** Problems to work on **
1. According to the page on golfer Gregorio De Leo, which tournament did he win in 2021?
2. Translate this sentence from the Gregorio De Leo page into Spanish: "De Leo was born in Biella in the northern Italian region of Piedmont."
3. Write out the part of the Gregorio De Leo page that begins at the words "Gregorio De Leo (born" and stops after "the Challenge Tour.".

Personal information
- Born: 8 April 2000 (age 26) Biella, Piedmont, Italy
- Sporting nationality: Italy

Career
- Turned professional: 2021
- Current tour: European Tour
- Former tours: Challenge Tour Alps Tour
- Professional wins: 4

Achievements and awards
- Alps Tour Order of Merit winner: 2022

= Gregorio De Leo =

Italian professional golfer (born 2000)

Gregorio De Leo (born 8 April 2000) is an Italian professional golfer who plays on the European Tour. In 2022 he shot a 59 on his way to earn battlefield promotion to the Challenge Tour.

==Early life and amateur career==
De Leo was born in Biella in the northern Italian region of Piedmont. He was runner-up at the 2020 Italian Amateur Stroke Play Championship (Franco Bevione Trophy) behind Giovanni Manzoni, and won the 2021 Italian International Amateur Championship.

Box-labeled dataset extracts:
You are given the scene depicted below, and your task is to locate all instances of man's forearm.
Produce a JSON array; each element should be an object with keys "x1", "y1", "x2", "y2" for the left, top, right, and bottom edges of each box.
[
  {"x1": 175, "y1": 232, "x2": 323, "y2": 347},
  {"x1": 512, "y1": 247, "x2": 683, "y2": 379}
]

** Exercise results **
1. The 2021 Italian International Amateur Championship.

2. De Leo nació en Biella, en la región del Piamonte, en el norte de Italia.

3.
Gregorio De Leo (born 8 April 2000) is an Italian professional golfer who plays on the European Tour. In 2022 he shot a 59 on his way to earn battlefield promotion to the Challenge Tour.